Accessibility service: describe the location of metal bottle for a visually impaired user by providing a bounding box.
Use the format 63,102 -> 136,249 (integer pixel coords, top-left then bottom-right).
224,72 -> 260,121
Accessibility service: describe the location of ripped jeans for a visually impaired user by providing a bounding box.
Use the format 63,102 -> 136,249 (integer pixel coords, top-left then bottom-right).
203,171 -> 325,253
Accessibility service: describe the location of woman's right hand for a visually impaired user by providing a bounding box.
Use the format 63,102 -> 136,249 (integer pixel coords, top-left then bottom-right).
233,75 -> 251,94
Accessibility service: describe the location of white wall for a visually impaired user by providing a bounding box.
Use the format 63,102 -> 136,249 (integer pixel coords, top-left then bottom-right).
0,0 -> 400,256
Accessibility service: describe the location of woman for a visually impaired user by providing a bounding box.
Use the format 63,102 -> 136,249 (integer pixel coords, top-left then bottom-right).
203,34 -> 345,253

» **WRITTEN EXERCISE**
Rescale the items from the line containing "Accessibility service: describe the location of ripped" through the end of the items, and reproduce those lines in full, requests included. Multiply every bounding box coordinate in the answers by 1.8 and round to whole numbers, with halves rounding up.

» **TASK RESULT**
Accessibility service: describe the location of ripped jeans for a visually impaired user by providing a bounding box.
Use the format 63,102 -> 136,249 (integer pixel coords, top-left then bottom-right).
365,308 -> 585,455
Accessibility service: describe the location of woman's right hand for a visually impaired user by providing a bounding box.
Use the format 63,102 -> 136,249 (integer pixel coords, top-left then bottom-right).
419,135 -> 452,169
Accessibility service: describe the location of white wall for a visually impaired user by providing a bounding box.
Use the format 63,102 -> 136,249 (integer pixel coords, top-left then bottom-right).
0,0 -> 720,461
Accessibility service: describe the location of woman for a visually impaired user by providing a bounding box.
Use the format 63,102 -> 136,249 (integer pixel coords, top-left then bottom-right).
365,61 -> 621,455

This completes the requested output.